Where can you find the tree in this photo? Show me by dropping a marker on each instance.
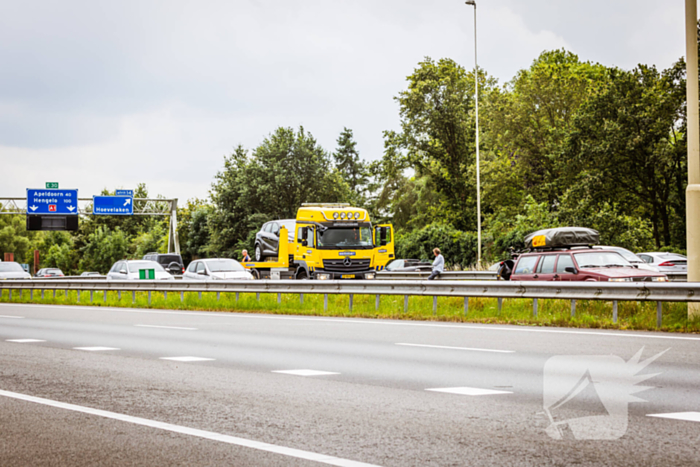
(349, 165)
(287, 169)
(625, 143)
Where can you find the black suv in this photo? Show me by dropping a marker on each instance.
(171, 262)
(267, 239)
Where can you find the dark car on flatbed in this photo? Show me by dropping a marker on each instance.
(567, 254)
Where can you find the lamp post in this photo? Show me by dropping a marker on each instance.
(478, 178)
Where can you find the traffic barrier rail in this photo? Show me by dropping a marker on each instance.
(606, 291)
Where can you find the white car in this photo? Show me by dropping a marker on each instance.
(128, 270)
(12, 270)
(216, 269)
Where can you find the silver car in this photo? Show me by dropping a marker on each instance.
(129, 270)
(216, 269)
(12, 270)
(631, 257)
(666, 262)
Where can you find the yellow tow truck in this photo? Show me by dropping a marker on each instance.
(330, 241)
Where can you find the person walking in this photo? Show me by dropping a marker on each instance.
(438, 264)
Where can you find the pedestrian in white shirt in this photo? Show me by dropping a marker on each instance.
(438, 264)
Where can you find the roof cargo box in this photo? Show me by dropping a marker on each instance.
(562, 237)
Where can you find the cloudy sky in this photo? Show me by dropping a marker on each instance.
(103, 94)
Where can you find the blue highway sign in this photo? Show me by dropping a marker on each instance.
(113, 205)
(41, 201)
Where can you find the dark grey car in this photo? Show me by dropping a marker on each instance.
(267, 238)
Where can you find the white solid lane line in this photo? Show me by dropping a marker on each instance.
(686, 416)
(306, 372)
(456, 348)
(95, 349)
(463, 391)
(285, 451)
(187, 359)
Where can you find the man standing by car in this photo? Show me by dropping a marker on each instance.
(438, 264)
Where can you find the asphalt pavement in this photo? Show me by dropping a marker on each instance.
(112, 386)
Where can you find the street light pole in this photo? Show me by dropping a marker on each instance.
(692, 193)
(478, 177)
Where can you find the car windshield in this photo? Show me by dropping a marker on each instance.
(345, 237)
(628, 255)
(134, 266)
(224, 265)
(10, 267)
(601, 259)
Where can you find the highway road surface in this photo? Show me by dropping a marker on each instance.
(107, 386)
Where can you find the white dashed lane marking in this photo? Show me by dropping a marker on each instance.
(473, 349)
(187, 359)
(306, 372)
(686, 416)
(463, 391)
(95, 349)
(247, 443)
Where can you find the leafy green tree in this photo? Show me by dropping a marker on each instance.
(351, 167)
(104, 248)
(287, 169)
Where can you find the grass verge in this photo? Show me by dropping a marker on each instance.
(589, 313)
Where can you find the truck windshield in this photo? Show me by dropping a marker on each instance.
(345, 237)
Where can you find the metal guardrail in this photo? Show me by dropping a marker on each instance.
(481, 275)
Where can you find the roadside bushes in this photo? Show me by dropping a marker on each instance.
(458, 247)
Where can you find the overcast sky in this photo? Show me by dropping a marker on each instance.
(104, 94)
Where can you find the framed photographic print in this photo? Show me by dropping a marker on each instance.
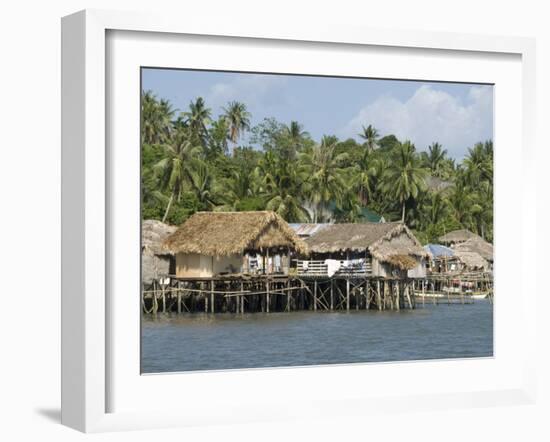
(282, 219)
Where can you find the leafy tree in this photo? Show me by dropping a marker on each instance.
(370, 135)
(176, 168)
(197, 119)
(405, 177)
(325, 183)
(185, 168)
(238, 120)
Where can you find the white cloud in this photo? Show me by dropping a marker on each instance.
(431, 115)
(254, 90)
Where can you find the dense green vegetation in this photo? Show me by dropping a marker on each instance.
(193, 161)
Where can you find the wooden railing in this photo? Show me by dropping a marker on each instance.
(319, 268)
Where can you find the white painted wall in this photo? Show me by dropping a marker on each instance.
(30, 116)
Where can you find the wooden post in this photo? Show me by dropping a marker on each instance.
(397, 297)
(212, 296)
(423, 292)
(315, 295)
(409, 297)
(241, 299)
(267, 297)
(288, 295)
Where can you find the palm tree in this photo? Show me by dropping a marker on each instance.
(435, 210)
(238, 119)
(479, 163)
(198, 118)
(202, 183)
(281, 183)
(219, 134)
(175, 169)
(325, 182)
(370, 135)
(156, 119)
(366, 170)
(404, 178)
(435, 158)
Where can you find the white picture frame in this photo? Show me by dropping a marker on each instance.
(87, 318)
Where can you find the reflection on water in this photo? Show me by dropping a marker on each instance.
(223, 341)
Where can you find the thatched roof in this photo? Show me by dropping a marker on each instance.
(472, 260)
(476, 245)
(227, 233)
(457, 236)
(387, 242)
(153, 234)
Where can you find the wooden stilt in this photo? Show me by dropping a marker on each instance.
(397, 297)
(212, 296)
(315, 295)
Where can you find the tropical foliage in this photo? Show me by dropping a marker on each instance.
(193, 160)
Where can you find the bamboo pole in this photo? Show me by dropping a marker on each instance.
(315, 295)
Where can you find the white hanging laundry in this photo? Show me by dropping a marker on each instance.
(333, 265)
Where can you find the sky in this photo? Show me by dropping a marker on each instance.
(456, 115)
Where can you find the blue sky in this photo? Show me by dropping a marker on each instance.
(456, 115)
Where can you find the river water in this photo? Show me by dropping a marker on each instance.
(223, 341)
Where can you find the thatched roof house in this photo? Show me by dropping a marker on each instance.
(155, 261)
(476, 245)
(457, 236)
(472, 260)
(210, 243)
(390, 245)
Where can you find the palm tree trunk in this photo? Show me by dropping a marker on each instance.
(168, 207)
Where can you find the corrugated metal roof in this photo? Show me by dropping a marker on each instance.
(438, 250)
(307, 229)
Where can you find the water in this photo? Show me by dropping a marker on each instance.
(224, 341)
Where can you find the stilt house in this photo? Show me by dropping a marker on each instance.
(367, 249)
(218, 243)
(155, 261)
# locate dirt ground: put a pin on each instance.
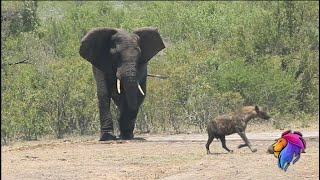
(168, 157)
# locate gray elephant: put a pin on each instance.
(119, 60)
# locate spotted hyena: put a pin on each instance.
(235, 122)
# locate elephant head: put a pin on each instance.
(124, 56)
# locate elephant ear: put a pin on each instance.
(95, 47)
(150, 42)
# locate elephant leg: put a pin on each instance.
(127, 121)
(106, 124)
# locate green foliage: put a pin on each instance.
(219, 56)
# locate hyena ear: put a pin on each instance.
(256, 108)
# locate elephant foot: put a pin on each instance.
(107, 137)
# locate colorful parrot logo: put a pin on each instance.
(288, 146)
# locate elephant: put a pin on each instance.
(119, 61)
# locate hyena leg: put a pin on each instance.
(210, 139)
(245, 139)
(223, 142)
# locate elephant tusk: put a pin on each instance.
(118, 86)
(140, 89)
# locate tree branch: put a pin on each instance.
(20, 62)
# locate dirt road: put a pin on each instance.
(156, 157)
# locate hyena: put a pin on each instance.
(235, 122)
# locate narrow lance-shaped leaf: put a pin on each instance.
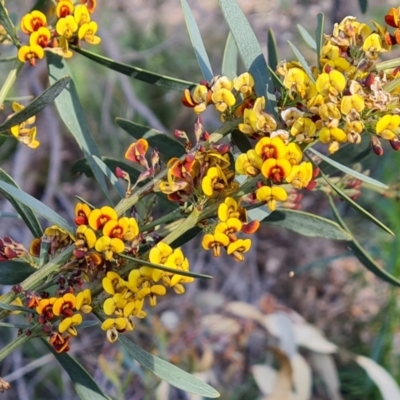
(8, 84)
(14, 272)
(348, 170)
(25, 212)
(36, 206)
(348, 154)
(360, 252)
(73, 115)
(307, 224)
(250, 51)
(8, 25)
(37, 105)
(356, 206)
(273, 57)
(197, 42)
(85, 386)
(164, 268)
(169, 146)
(319, 35)
(168, 372)
(302, 61)
(110, 176)
(230, 58)
(137, 73)
(307, 37)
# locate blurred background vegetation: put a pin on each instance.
(308, 278)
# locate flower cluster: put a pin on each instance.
(127, 297)
(72, 24)
(232, 219)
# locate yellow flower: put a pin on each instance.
(222, 99)
(64, 305)
(215, 242)
(33, 21)
(294, 153)
(388, 126)
(87, 235)
(87, 32)
(270, 195)
(354, 102)
(81, 15)
(248, 163)
(31, 54)
(99, 217)
(68, 324)
(276, 170)
(230, 209)
(66, 26)
(372, 46)
(84, 301)
(160, 253)
(237, 248)
(303, 130)
(113, 326)
(296, 80)
(301, 175)
(113, 283)
(229, 228)
(332, 83)
(271, 148)
(109, 246)
(64, 8)
(244, 84)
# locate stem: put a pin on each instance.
(20, 340)
(37, 277)
(126, 204)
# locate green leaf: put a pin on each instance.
(10, 307)
(250, 51)
(348, 154)
(273, 57)
(36, 206)
(73, 115)
(356, 206)
(197, 42)
(388, 64)
(186, 237)
(8, 25)
(164, 268)
(82, 166)
(168, 372)
(319, 35)
(307, 37)
(25, 212)
(229, 59)
(360, 252)
(241, 141)
(348, 170)
(14, 272)
(307, 224)
(302, 61)
(37, 105)
(389, 86)
(8, 84)
(168, 146)
(110, 176)
(137, 73)
(363, 5)
(85, 386)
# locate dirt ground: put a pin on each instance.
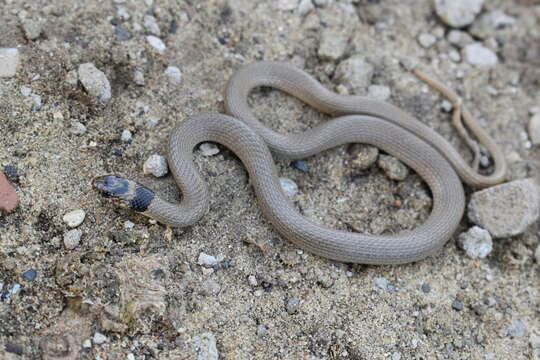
(133, 289)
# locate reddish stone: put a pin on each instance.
(8, 197)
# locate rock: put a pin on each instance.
(476, 242)
(156, 43)
(479, 55)
(292, 305)
(99, 338)
(8, 196)
(9, 62)
(426, 40)
(205, 346)
(333, 44)
(30, 275)
(534, 129)
(490, 21)
(289, 187)
(459, 38)
(363, 155)
(355, 73)
(72, 239)
(458, 13)
(379, 92)
(74, 218)
(507, 209)
(151, 25)
(173, 74)
(156, 165)
(207, 260)
(126, 136)
(32, 28)
(95, 82)
(305, 6)
(208, 149)
(392, 167)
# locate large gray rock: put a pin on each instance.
(506, 209)
(458, 13)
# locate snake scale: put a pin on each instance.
(357, 119)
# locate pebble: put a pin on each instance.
(30, 275)
(490, 21)
(156, 165)
(292, 305)
(332, 45)
(77, 128)
(289, 187)
(426, 40)
(479, 55)
(379, 92)
(392, 167)
(458, 13)
(363, 155)
(355, 73)
(516, 330)
(32, 28)
(207, 260)
(476, 242)
(151, 25)
(95, 82)
(457, 305)
(9, 62)
(300, 165)
(72, 239)
(9, 199)
(156, 43)
(305, 7)
(208, 149)
(99, 338)
(74, 218)
(206, 347)
(507, 209)
(534, 129)
(173, 74)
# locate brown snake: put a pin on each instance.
(359, 120)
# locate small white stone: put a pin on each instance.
(99, 338)
(126, 136)
(9, 62)
(207, 260)
(156, 165)
(74, 218)
(173, 74)
(426, 40)
(72, 239)
(479, 55)
(289, 187)
(156, 43)
(208, 149)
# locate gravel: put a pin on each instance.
(156, 165)
(74, 218)
(476, 242)
(458, 13)
(507, 209)
(355, 73)
(95, 82)
(72, 239)
(479, 55)
(9, 62)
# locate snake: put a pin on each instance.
(355, 119)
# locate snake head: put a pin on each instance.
(127, 192)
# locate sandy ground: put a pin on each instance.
(142, 288)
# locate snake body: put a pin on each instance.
(358, 120)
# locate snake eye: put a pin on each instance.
(112, 185)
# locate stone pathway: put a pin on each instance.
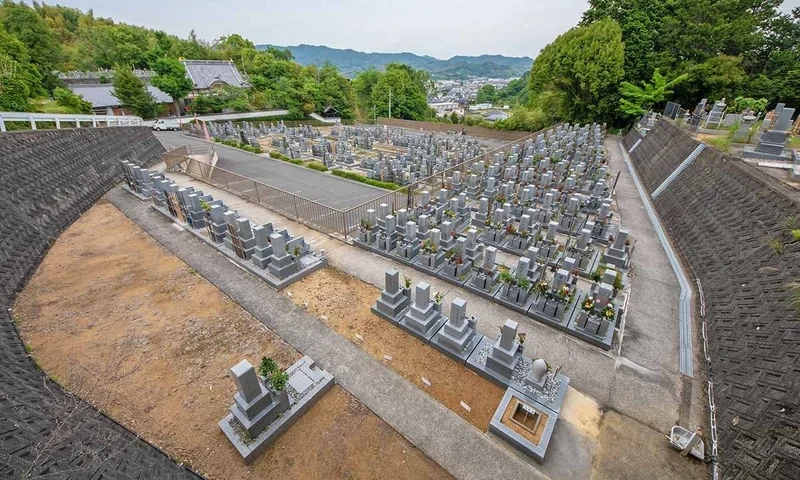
(441, 434)
(640, 378)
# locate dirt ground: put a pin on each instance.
(117, 319)
(343, 303)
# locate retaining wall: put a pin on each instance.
(47, 179)
(721, 213)
(507, 135)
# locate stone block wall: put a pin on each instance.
(47, 179)
(630, 138)
(661, 151)
(721, 213)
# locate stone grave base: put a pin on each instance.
(389, 319)
(591, 265)
(307, 384)
(556, 322)
(423, 337)
(357, 242)
(787, 155)
(397, 258)
(308, 263)
(477, 363)
(487, 294)
(602, 342)
(462, 356)
(135, 193)
(455, 281)
(424, 268)
(534, 444)
(521, 308)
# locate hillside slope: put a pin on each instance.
==============================
The expected answer is an exact copy of the lines beginning at the one with "# locate stone grave" and running to the end of the entries above.

# locate stone grave base: put a pin on each instance.
(389, 319)
(591, 265)
(307, 384)
(556, 322)
(423, 337)
(357, 242)
(787, 155)
(397, 258)
(308, 263)
(477, 363)
(487, 294)
(602, 342)
(462, 356)
(135, 193)
(455, 281)
(424, 268)
(534, 444)
(521, 308)
# locate hillside slope: put a pin on each instance.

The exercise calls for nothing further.